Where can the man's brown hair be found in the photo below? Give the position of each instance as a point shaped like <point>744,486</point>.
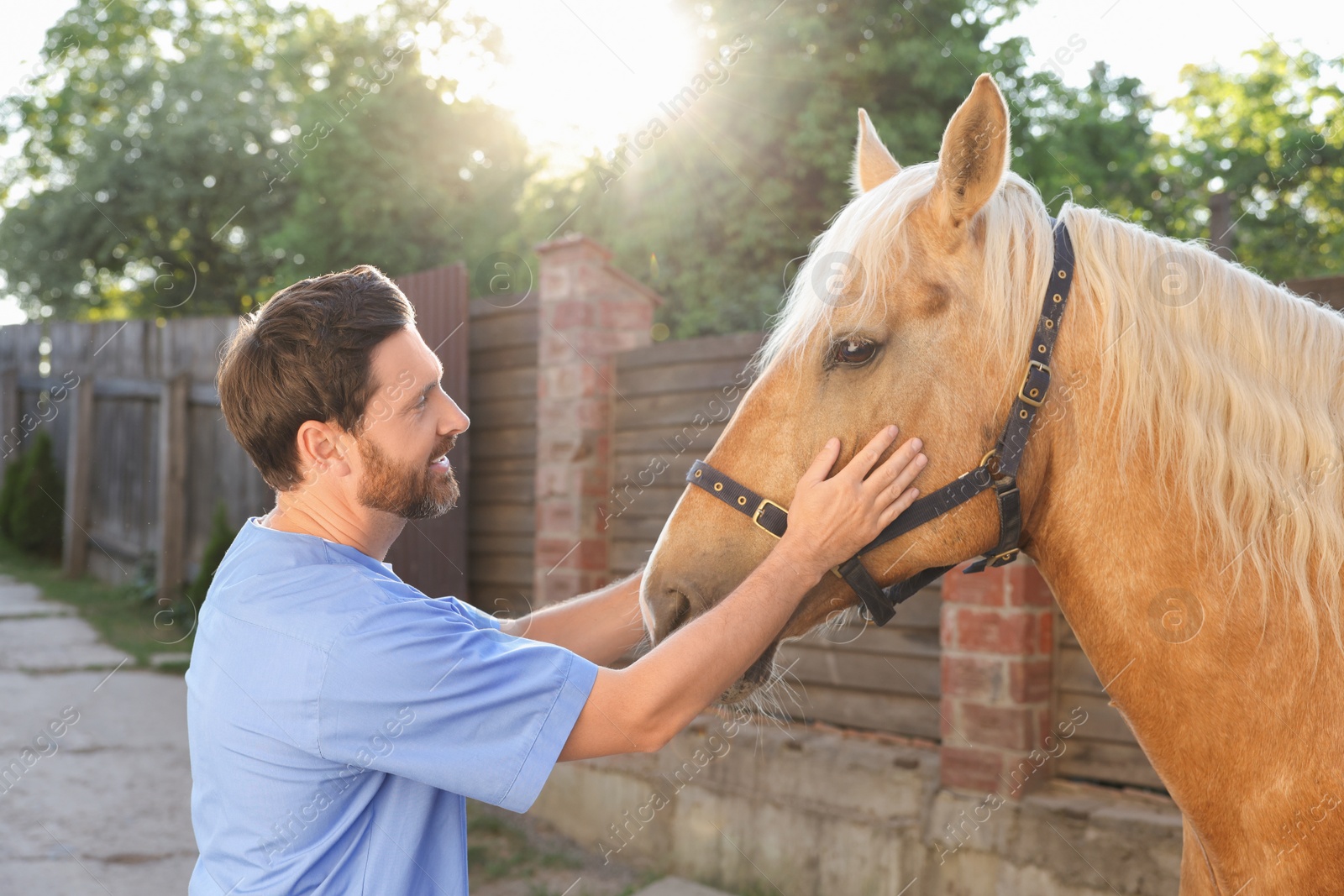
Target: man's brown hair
<point>306,355</point>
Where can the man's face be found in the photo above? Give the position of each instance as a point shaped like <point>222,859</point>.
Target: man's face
<point>410,423</point>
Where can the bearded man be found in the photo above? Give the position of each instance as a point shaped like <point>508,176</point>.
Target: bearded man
<point>338,718</point>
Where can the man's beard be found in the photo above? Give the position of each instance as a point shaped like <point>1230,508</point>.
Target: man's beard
<point>414,492</point>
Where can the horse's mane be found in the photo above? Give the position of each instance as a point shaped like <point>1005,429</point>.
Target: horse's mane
<point>1238,392</point>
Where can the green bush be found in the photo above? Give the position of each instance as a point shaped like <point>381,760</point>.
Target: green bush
<point>37,515</point>
<point>7,493</point>
<point>217,544</point>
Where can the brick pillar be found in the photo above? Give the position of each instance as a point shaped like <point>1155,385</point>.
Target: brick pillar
<point>998,647</point>
<point>589,312</point>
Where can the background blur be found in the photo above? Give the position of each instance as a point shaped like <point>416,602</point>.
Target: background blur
<point>221,149</point>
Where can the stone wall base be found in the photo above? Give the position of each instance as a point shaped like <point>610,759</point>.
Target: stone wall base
<point>812,810</point>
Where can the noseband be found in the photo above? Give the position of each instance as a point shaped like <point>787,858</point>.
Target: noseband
<point>998,469</point>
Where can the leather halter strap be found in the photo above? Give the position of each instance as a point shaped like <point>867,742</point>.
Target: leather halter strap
<point>998,469</point>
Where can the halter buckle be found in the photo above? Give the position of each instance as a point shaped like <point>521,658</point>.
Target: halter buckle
<point>1021,390</point>
<point>756,517</point>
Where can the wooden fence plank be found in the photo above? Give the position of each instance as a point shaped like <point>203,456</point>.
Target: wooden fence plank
<point>172,485</point>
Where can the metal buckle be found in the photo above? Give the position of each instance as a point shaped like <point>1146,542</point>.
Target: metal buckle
<point>756,517</point>
<point>1021,394</point>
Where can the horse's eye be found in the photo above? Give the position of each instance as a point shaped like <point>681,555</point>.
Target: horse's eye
<point>853,351</point>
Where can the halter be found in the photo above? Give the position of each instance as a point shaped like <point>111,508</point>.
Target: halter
<point>998,469</point>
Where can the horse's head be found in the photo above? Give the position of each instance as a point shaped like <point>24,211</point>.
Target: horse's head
<point>900,316</point>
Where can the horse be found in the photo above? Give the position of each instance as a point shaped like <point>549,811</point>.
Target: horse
<point>1200,457</point>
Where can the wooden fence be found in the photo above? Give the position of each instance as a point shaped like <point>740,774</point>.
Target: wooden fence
<point>136,427</point>
<point>503,411</point>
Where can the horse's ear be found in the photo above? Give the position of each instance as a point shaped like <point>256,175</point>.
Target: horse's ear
<point>974,154</point>
<point>873,163</point>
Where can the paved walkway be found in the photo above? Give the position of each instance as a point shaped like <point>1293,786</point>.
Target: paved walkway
<point>94,779</point>
<point>94,775</point>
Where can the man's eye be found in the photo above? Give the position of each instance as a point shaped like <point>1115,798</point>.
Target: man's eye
<point>853,352</point>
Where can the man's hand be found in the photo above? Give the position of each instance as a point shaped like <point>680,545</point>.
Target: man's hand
<point>831,519</point>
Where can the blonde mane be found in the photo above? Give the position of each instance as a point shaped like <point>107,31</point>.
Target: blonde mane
<point>1233,385</point>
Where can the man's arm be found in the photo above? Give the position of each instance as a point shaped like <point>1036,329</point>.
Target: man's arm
<point>600,626</point>
<point>640,708</point>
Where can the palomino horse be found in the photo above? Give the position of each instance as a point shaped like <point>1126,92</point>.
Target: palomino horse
<point>1200,458</point>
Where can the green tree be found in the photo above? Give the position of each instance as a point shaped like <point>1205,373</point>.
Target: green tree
<point>170,165</point>
<point>217,546</point>
<point>1272,140</point>
<point>716,210</point>
<point>1095,145</point>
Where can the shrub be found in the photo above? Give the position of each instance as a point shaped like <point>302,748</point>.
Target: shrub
<point>37,515</point>
<point>217,544</point>
<point>7,493</point>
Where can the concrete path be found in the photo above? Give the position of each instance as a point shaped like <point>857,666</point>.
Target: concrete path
<point>94,779</point>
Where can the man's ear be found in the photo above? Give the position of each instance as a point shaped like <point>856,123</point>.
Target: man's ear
<point>873,161</point>
<point>974,154</point>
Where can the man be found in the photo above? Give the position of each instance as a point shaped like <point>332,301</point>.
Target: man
<point>338,716</point>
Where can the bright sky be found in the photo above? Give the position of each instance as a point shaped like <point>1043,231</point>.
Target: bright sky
<point>577,73</point>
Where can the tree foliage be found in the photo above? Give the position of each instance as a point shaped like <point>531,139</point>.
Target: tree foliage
<point>181,156</point>
<point>1272,139</point>
<point>192,156</point>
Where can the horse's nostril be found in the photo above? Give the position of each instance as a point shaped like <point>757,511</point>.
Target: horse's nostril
<point>669,613</point>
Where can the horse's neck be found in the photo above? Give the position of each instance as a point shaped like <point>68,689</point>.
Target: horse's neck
<point>1215,691</point>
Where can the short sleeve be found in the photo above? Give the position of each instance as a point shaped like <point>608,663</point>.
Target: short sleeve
<point>417,689</point>
<point>479,617</point>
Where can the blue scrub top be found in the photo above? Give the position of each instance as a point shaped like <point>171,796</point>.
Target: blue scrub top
<point>338,718</point>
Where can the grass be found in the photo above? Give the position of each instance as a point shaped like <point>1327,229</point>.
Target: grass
<point>127,617</point>
<point>497,849</point>
<point>501,851</point>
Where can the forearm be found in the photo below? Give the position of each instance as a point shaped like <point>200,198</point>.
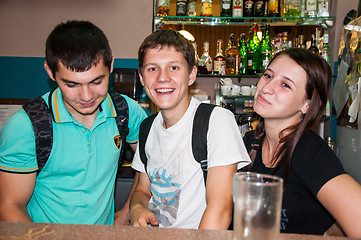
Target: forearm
<point>216,218</point>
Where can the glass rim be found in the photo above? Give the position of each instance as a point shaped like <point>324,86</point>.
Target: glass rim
<point>272,179</point>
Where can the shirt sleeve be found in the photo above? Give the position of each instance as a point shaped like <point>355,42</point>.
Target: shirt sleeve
<point>17,145</point>
<point>315,163</point>
<point>225,143</point>
<point>136,116</point>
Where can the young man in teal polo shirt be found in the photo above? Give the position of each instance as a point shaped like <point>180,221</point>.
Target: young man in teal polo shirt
<point>77,183</point>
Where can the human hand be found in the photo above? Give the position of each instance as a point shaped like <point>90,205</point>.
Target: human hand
<point>141,216</point>
<point>121,217</point>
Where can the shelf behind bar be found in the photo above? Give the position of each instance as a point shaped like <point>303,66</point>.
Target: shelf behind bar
<point>273,21</point>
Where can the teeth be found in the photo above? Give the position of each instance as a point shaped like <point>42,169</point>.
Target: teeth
<point>164,90</point>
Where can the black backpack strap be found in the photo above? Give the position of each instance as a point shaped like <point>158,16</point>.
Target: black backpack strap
<point>199,135</point>
<point>122,119</point>
<point>143,135</point>
<point>41,119</point>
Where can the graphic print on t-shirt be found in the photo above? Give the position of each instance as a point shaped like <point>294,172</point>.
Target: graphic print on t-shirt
<point>165,197</point>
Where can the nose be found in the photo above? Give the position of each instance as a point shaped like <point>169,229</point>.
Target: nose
<point>163,75</point>
<point>86,94</point>
<point>269,87</point>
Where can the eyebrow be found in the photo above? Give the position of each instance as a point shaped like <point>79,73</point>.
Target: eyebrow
<point>72,82</point>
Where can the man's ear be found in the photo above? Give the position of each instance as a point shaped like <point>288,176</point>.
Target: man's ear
<point>46,66</point>
<point>192,76</point>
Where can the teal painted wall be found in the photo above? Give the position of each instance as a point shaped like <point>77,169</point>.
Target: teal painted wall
<point>25,77</point>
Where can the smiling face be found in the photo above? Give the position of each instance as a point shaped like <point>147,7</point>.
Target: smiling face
<point>166,78</point>
<point>82,92</point>
<point>281,92</point>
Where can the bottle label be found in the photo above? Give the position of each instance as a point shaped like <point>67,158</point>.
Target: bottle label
<point>226,4</point>
<point>237,8</point>
<point>207,9</point>
<point>191,9</point>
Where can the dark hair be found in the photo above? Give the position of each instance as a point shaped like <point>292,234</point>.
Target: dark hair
<point>167,38</point>
<point>318,84</point>
<point>79,45</point>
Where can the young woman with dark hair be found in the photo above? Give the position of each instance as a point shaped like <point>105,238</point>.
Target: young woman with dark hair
<point>319,197</point>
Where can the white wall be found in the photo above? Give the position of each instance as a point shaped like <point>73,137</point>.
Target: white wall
<point>25,24</point>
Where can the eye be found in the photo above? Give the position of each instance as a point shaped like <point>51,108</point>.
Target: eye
<point>286,85</point>
<point>174,68</point>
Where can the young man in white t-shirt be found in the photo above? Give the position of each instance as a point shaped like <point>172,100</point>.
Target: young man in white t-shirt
<point>171,192</point>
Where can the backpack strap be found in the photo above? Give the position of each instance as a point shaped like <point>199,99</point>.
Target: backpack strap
<point>41,118</point>
<point>199,136</point>
<point>144,130</point>
<point>122,119</point>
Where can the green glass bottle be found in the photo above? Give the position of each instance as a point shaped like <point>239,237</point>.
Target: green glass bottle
<point>266,48</point>
<point>242,46</point>
<point>253,52</point>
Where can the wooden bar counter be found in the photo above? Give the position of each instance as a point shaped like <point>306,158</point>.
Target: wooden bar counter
<point>39,231</point>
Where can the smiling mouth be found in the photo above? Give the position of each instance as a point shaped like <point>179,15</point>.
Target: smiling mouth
<point>165,90</point>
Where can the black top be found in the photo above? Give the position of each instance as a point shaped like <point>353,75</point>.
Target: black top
<point>313,164</point>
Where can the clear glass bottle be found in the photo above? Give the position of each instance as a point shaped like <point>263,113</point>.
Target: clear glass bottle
<point>237,8</point>
<point>313,46</point>
<point>181,9</point>
<point>192,8</point>
<point>205,61</point>
<point>219,61</point>
<point>311,8</point>
<point>325,50</point>
<point>162,7</point>
<point>226,8</point>
<point>232,56</point>
<point>206,8</point>
<point>266,48</point>
<point>323,8</point>
<point>242,46</point>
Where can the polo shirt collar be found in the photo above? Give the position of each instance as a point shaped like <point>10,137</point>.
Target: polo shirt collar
<point>61,113</point>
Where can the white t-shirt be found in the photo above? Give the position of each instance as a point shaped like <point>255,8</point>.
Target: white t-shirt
<point>178,190</point>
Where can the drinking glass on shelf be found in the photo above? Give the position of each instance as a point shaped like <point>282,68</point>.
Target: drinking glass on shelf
<point>257,206</point>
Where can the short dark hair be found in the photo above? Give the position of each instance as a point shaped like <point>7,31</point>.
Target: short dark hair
<point>167,38</point>
<point>79,45</point>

-------

▶ _What the task requires_
Recast the entries, starting from the first line and continuing through the line containing "<point>414,492</point>", as a JSON list of strings with one string for each line. Omit blank lines and leave the pictures out of the answer.

▶ _Solved exercise_
[
  "Where can the man's brown hair be found in the photo below? Give the position of each instance as a point shaped like <point>744,486</point>.",
  "Target: man's brown hair",
  "<point>306,355</point>",
  "Where can the man's face be found in the photo above? Give the position of each instance as a point shaped like <point>222,859</point>.",
  "Target: man's face",
  "<point>410,423</point>",
  "Where can the bearded man be found in the photo above? Give the position of each instance as a point shaped like <point>508,176</point>.",
  "Target: bearded man",
  "<point>338,718</point>",
  "Where can the man's beard be found in the photo above? Give the position of each instance as a point shaped like <point>1230,508</point>.",
  "Target: man's beard",
  "<point>414,492</point>"
]